[TASK DATA]

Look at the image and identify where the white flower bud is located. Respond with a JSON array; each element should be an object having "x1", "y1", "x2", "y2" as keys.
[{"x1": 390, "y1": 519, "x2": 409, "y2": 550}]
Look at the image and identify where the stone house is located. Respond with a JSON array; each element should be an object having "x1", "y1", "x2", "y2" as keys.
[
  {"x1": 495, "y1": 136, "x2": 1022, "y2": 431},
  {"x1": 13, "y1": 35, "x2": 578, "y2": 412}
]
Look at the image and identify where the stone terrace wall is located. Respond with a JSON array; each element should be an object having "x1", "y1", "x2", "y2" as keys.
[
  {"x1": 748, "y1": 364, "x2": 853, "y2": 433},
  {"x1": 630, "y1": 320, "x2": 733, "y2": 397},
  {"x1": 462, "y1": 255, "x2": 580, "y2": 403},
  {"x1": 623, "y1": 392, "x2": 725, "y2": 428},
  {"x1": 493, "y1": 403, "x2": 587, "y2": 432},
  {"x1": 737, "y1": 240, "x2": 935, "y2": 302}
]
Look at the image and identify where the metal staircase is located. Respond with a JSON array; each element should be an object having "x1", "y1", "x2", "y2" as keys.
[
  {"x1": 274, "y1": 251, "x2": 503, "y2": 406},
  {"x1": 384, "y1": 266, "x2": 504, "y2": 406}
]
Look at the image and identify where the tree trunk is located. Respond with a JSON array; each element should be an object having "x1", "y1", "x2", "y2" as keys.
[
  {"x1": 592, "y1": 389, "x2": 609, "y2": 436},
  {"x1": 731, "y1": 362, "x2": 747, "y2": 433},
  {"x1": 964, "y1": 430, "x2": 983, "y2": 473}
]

[/TASK DATA]

Extract every line from the one with "Look at the image and identify where the stone house" down to the final line above, both included, exactly as written.

Look at the image and identify where the stone house is located. Respond with a JSON array; each element should be an object having "x1", "y1", "x2", "y2" as keys.
[
  {"x1": 495, "y1": 136, "x2": 1022, "y2": 431},
  {"x1": 13, "y1": 35, "x2": 578, "y2": 412}
]
Look at the image and identify where the stone terrace wall is located. Respond with a JSON array; each element should be an object having "x1", "y1", "x2", "y2" as keys.
[
  {"x1": 748, "y1": 364, "x2": 853, "y2": 433},
  {"x1": 630, "y1": 320, "x2": 733, "y2": 397},
  {"x1": 462, "y1": 255, "x2": 580, "y2": 403},
  {"x1": 623, "y1": 392, "x2": 725, "y2": 428},
  {"x1": 493, "y1": 403, "x2": 587, "y2": 432},
  {"x1": 737, "y1": 240, "x2": 935, "y2": 302}
]
Look at the image and identify where the metal staircase is located. Respond with a JSON array; each element should be an object having "x1", "y1", "x2", "y2" as keys.
[
  {"x1": 274, "y1": 251, "x2": 503, "y2": 406},
  {"x1": 384, "y1": 266, "x2": 504, "y2": 406}
]
Look at the image and identify where the tree trunk is located. Respond with a JSON array; each element should be an object having "x1", "y1", "x2", "y2" as keys.
[
  {"x1": 592, "y1": 389, "x2": 609, "y2": 436},
  {"x1": 731, "y1": 362, "x2": 747, "y2": 433},
  {"x1": 964, "y1": 430, "x2": 983, "y2": 473}
]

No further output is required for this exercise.